For each line below that holds "ponytail", return the line as it stands.

Image-grounded pointing data
%%

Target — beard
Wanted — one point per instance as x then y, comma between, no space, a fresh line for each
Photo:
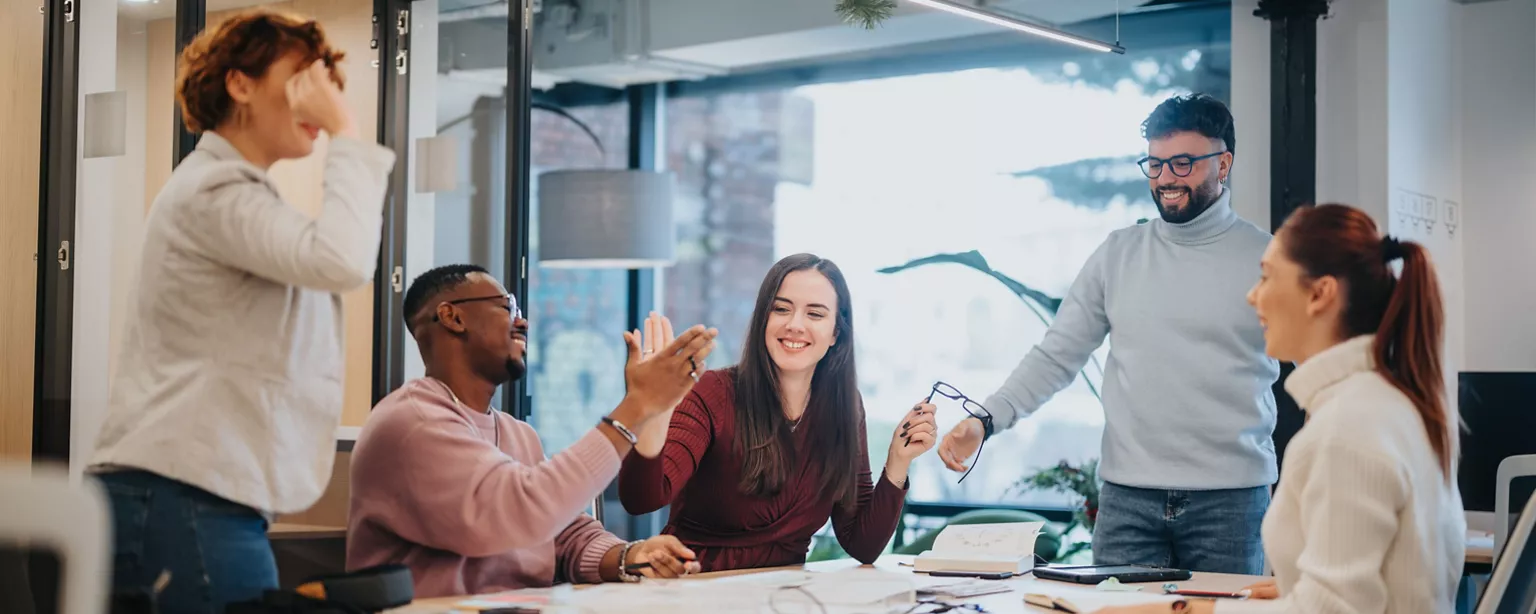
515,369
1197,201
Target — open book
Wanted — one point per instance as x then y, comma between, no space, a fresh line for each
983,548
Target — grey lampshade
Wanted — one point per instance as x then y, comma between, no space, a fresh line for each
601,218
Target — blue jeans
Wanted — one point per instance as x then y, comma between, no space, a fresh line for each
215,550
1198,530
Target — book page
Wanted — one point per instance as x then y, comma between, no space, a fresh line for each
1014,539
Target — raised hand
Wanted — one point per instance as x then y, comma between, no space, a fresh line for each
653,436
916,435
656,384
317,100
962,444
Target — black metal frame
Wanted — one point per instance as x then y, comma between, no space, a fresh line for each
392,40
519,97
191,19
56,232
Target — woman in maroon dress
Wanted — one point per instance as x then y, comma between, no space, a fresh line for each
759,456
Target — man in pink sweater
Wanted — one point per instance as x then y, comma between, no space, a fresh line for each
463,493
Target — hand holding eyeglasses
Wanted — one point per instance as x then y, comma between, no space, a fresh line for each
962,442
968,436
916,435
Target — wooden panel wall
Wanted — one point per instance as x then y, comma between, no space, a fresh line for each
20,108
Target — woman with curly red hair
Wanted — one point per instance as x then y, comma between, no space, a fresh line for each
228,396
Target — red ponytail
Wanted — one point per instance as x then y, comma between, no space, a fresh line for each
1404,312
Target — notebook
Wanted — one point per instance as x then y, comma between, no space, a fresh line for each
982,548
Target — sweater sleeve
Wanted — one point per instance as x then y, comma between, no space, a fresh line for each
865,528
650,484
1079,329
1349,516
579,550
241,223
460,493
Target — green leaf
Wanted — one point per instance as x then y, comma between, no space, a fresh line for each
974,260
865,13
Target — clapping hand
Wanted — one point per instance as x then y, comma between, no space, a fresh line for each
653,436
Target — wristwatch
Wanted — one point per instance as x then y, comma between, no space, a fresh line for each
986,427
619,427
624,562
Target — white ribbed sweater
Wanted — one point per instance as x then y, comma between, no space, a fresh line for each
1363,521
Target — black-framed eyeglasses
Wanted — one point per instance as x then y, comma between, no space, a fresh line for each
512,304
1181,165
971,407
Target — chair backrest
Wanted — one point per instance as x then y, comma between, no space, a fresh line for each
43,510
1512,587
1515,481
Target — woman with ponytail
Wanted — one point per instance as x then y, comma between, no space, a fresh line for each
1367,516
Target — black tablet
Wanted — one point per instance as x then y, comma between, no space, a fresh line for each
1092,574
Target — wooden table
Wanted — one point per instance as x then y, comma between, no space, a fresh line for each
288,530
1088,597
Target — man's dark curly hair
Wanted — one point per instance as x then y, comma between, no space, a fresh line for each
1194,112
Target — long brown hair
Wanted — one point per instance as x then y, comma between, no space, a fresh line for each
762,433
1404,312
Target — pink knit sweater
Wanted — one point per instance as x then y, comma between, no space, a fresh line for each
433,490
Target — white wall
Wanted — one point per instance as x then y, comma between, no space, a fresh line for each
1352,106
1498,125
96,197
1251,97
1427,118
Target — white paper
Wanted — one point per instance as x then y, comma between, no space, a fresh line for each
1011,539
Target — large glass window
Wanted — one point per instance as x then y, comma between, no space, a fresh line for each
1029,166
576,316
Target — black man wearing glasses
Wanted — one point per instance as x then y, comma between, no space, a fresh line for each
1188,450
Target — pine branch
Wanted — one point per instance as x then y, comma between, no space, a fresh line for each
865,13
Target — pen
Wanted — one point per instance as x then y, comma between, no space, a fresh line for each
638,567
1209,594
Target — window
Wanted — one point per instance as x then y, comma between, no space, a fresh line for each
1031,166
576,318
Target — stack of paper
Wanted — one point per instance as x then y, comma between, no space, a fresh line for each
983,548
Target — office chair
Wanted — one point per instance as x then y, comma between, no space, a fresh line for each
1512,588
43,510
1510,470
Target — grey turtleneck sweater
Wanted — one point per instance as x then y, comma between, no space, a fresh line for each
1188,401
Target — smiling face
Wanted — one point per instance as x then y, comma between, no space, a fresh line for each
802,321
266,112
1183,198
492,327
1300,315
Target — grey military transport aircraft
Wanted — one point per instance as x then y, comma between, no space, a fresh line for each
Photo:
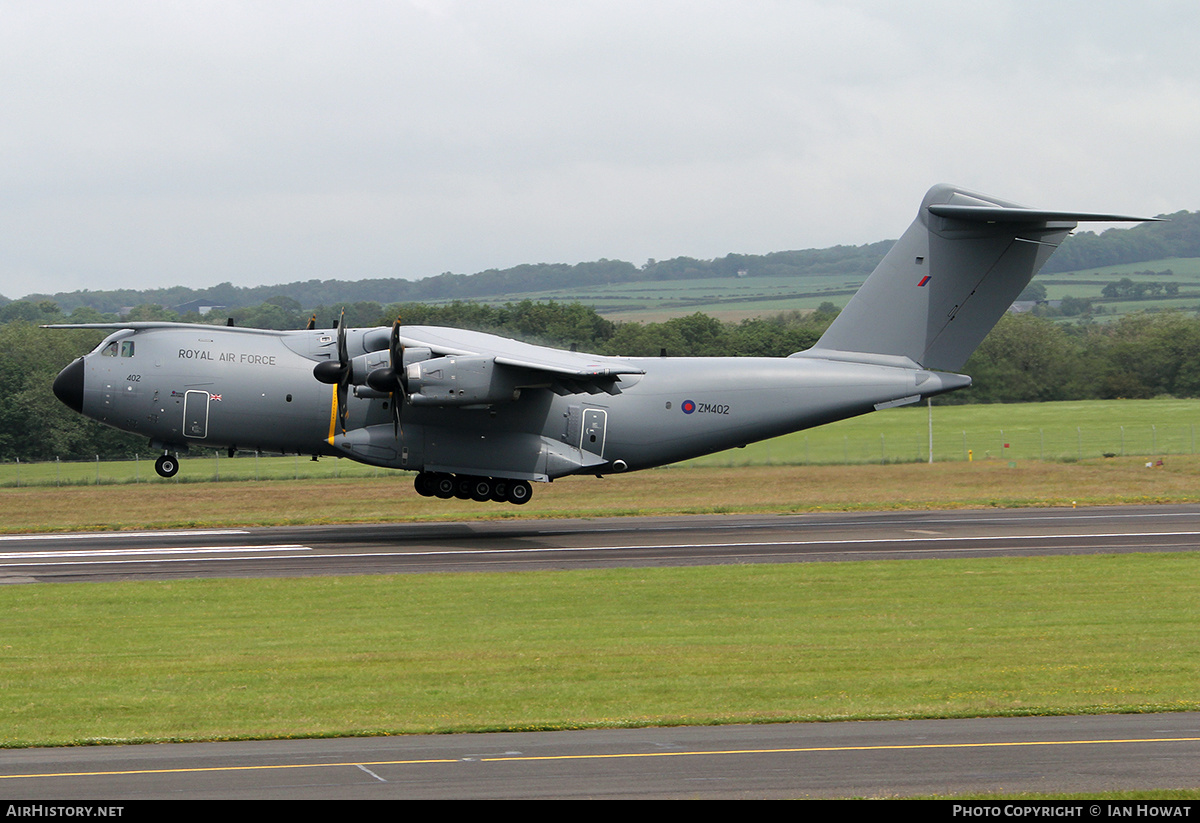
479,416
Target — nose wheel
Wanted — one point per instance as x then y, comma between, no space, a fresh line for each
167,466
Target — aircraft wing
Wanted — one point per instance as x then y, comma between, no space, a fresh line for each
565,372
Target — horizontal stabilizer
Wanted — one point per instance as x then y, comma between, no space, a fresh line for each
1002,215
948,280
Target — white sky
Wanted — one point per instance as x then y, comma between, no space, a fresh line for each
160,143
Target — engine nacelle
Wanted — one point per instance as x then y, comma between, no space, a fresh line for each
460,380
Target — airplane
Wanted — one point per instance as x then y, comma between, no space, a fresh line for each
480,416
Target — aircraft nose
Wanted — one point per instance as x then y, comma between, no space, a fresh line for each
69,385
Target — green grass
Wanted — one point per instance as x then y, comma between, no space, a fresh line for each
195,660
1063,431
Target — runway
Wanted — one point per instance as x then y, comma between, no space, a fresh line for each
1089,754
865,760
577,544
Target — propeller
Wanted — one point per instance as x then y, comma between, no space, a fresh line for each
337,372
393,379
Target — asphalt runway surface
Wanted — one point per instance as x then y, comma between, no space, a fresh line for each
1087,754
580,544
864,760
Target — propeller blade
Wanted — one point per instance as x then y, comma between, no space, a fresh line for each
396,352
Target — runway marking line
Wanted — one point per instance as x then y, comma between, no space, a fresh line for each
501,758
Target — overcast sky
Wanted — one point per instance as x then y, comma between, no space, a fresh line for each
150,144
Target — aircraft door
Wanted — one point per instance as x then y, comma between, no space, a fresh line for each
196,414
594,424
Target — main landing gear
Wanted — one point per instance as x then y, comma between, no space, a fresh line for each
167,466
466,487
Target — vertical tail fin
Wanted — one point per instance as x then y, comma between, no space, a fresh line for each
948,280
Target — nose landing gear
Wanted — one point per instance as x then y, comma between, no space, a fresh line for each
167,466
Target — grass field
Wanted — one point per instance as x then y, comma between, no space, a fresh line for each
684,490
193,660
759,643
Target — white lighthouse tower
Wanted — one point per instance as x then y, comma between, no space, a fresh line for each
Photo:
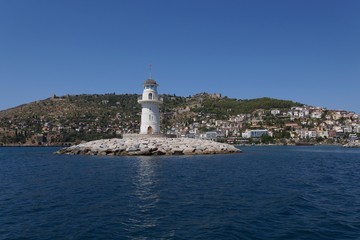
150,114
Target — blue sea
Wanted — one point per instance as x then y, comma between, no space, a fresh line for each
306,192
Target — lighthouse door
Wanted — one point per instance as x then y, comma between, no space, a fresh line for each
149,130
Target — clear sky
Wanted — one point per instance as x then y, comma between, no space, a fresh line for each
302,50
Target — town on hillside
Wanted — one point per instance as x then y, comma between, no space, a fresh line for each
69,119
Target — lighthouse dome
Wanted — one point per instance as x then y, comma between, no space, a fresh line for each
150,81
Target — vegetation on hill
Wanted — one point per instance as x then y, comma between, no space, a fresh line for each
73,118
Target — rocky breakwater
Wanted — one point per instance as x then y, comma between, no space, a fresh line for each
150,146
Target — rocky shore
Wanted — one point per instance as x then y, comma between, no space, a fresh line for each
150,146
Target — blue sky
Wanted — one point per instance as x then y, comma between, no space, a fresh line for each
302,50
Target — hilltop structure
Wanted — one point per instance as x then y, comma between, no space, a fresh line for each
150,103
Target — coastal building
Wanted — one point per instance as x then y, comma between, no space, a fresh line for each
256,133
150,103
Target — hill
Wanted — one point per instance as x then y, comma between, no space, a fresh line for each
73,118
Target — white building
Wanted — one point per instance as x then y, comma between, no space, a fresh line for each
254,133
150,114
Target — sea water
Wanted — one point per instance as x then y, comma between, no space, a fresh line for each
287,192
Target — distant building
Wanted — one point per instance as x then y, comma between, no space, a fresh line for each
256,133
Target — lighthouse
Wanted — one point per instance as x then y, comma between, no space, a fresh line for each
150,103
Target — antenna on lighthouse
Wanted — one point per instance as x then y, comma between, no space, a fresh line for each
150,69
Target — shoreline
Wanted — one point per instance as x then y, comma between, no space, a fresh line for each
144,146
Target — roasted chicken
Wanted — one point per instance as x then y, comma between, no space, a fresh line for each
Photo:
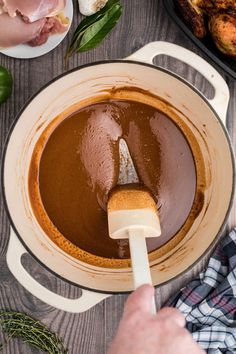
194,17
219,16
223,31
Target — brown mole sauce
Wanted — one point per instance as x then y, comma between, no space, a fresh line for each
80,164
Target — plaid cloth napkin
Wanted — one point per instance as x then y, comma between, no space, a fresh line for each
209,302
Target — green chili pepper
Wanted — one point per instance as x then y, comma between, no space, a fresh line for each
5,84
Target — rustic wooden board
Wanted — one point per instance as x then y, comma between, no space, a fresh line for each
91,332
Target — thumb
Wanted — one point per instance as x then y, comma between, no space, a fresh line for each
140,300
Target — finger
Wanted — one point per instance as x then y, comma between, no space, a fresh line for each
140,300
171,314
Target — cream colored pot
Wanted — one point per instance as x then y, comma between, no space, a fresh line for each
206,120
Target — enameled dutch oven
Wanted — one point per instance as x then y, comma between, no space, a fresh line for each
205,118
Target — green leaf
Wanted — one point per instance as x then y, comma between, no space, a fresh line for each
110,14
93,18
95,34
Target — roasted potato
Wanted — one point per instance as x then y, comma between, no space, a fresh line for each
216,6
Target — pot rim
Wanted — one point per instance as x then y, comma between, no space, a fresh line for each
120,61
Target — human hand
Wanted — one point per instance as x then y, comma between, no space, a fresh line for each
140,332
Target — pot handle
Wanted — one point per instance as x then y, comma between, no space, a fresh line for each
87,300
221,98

%%

# TASK RESULT:
Target — red ponytail
Target — woman with ponytail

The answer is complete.